▶ _Aim of the exercise_
Transcribe the entries in full, keeping each word as it is.

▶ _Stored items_
=== Section Start ===

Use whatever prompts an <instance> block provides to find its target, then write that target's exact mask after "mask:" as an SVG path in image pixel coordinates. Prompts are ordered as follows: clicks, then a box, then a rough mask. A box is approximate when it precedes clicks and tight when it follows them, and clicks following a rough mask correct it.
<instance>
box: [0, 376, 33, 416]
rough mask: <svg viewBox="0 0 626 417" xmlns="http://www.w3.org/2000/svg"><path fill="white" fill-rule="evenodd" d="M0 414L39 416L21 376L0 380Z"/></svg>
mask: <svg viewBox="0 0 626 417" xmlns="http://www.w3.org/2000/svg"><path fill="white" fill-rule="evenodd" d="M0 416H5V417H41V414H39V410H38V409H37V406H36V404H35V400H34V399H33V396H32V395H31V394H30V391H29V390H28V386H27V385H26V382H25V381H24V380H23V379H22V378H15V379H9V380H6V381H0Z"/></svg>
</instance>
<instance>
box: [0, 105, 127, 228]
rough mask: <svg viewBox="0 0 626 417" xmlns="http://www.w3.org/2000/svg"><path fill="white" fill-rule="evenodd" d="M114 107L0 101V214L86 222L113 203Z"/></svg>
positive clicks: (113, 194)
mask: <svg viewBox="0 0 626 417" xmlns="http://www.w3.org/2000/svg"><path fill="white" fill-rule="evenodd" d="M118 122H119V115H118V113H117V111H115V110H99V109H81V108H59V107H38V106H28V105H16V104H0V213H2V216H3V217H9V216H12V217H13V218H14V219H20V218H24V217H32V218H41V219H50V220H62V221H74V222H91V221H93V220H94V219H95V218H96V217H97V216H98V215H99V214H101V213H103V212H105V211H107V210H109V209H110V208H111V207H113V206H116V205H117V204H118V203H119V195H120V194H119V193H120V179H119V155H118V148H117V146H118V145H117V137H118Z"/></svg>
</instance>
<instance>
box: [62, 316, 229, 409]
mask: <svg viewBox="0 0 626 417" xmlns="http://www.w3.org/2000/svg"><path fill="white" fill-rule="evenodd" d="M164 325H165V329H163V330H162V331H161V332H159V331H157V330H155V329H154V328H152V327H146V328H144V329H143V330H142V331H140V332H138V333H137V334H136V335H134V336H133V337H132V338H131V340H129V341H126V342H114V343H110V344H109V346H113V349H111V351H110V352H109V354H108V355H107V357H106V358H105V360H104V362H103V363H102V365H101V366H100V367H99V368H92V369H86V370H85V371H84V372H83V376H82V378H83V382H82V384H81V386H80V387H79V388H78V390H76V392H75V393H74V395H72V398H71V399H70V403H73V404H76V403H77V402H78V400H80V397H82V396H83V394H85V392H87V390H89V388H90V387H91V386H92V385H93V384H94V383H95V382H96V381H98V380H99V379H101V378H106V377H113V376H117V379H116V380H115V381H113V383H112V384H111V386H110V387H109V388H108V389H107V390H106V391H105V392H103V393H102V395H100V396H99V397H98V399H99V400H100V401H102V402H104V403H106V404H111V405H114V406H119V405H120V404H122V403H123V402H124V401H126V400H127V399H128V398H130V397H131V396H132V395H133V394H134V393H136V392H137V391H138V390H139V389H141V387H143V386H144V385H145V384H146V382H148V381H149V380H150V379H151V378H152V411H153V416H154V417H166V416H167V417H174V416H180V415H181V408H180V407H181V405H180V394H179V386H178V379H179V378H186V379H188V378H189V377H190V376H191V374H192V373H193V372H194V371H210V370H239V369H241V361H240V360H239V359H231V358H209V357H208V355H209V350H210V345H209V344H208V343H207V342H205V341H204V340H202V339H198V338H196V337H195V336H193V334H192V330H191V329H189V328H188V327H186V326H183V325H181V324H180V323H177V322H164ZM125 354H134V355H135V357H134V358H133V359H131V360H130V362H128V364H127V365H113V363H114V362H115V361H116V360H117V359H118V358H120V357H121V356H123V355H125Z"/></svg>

=== Section End ===

▶ _Exercise solution_
Use whatever prompts an <instance> block provides to find its target, then write that target's exact mask after "mask:" as an SVG path in image pixel coordinates. Prompts are ordered as follows: clicks, then a box, then a rough mask. A box is approximate when it precedes clicks and tight when it follows them, and clicks following a rough mask correct it.
<instance>
box: [0, 376, 33, 416]
rough mask: <svg viewBox="0 0 626 417" xmlns="http://www.w3.org/2000/svg"><path fill="white" fill-rule="evenodd" d="M0 414L39 416L21 376L0 380Z"/></svg>
mask: <svg viewBox="0 0 626 417" xmlns="http://www.w3.org/2000/svg"><path fill="white" fill-rule="evenodd" d="M0 416H5V417H41V414H39V410H38V409H37V406H36V404H35V400H34V399H33V396H32V395H31V394H30V391H29V390H28V386H27V385H26V382H25V381H24V380H23V379H22V378H15V379H9V380H6V381H0Z"/></svg>
</instance>
<instance>
box: [0, 105, 127, 228]
rough mask: <svg viewBox="0 0 626 417" xmlns="http://www.w3.org/2000/svg"><path fill="white" fill-rule="evenodd" d="M114 107L0 101V214L86 222L113 203Z"/></svg>
positive clicks: (113, 194)
mask: <svg viewBox="0 0 626 417" xmlns="http://www.w3.org/2000/svg"><path fill="white" fill-rule="evenodd" d="M118 122H119V115H118V113H117V111H115V110H99V109H81V108H59V107H38V106H28V105H16V104H0V213H2V216H3V217H9V216H12V217H13V218H14V219H20V218H24V217H32V218H41V219H50V220H62V221H74V222H91V221H93V220H94V219H95V218H96V217H97V216H98V215H99V214H101V213H103V212H105V211H107V210H109V209H110V208H111V207H113V206H116V205H117V204H118V203H119V195H120V194H119V193H120V179H119V155H118V148H117V146H118V145H117V137H118Z"/></svg>
</instance>
<instance>
box: [62, 316, 229, 409]
mask: <svg viewBox="0 0 626 417" xmlns="http://www.w3.org/2000/svg"><path fill="white" fill-rule="evenodd" d="M164 325H165V329H163V330H162V331H161V332H159V331H157V330H155V329H154V328H152V327H146V328H144V329H143V330H142V331H140V332H138V333H137V334H136V335H134V336H133V337H132V338H131V340H129V341H126V342H114V343H110V344H109V346H113V349H111V351H110V352H109V354H108V355H107V357H106V358H105V360H104V362H103V363H102V365H101V366H100V367H99V368H92V369H86V370H85V371H84V372H83V376H82V378H83V382H82V384H81V386H80V387H79V388H78V390H76V392H75V393H74V395H72V398H71V399H70V403H73V404H76V403H77V402H78V400H80V397H82V396H83V394H85V392H87V390H89V388H90V387H91V386H92V385H93V384H94V383H95V382H96V381H98V380H99V379H101V378H106V377H113V376H117V379H116V380H115V381H113V383H112V384H111V386H110V387H109V388H108V389H107V390H106V391H105V392H103V393H102V395H100V396H99V397H98V399H99V400H100V401H102V402H104V403H106V404H111V405H114V406H119V405H120V404H122V403H123V402H124V401H126V400H127V399H128V398H130V397H131V396H132V395H133V394H134V393H136V392H137V391H138V390H139V389H141V387H143V386H144V385H145V384H146V382H148V381H149V380H150V379H151V378H152V411H153V416H154V417H166V416H167V417H174V416H180V415H181V408H180V407H181V405H180V394H179V386H178V379H179V378H186V379H188V378H189V377H190V376H191V374H192V373H193V372H194V371H210V370H239V369H241V361H240V360H239V359H231V358H209V357H208V355H209V350H210V345H209V344H208V343H207V342H205V341H204V340H202V339H198V338H196V337H195V336H193V334H192V330H191V329H189V328H188V327H186V326H183V325H181V324H180V323H177V322H164ZM125 354H134V355H135V357H134V358H133V359H131V360H130V362H128V364H127V365H113V363H114V362H115V361H116V360H117V359H118V358H120V357H121V356H123V355H125Z"/></svg>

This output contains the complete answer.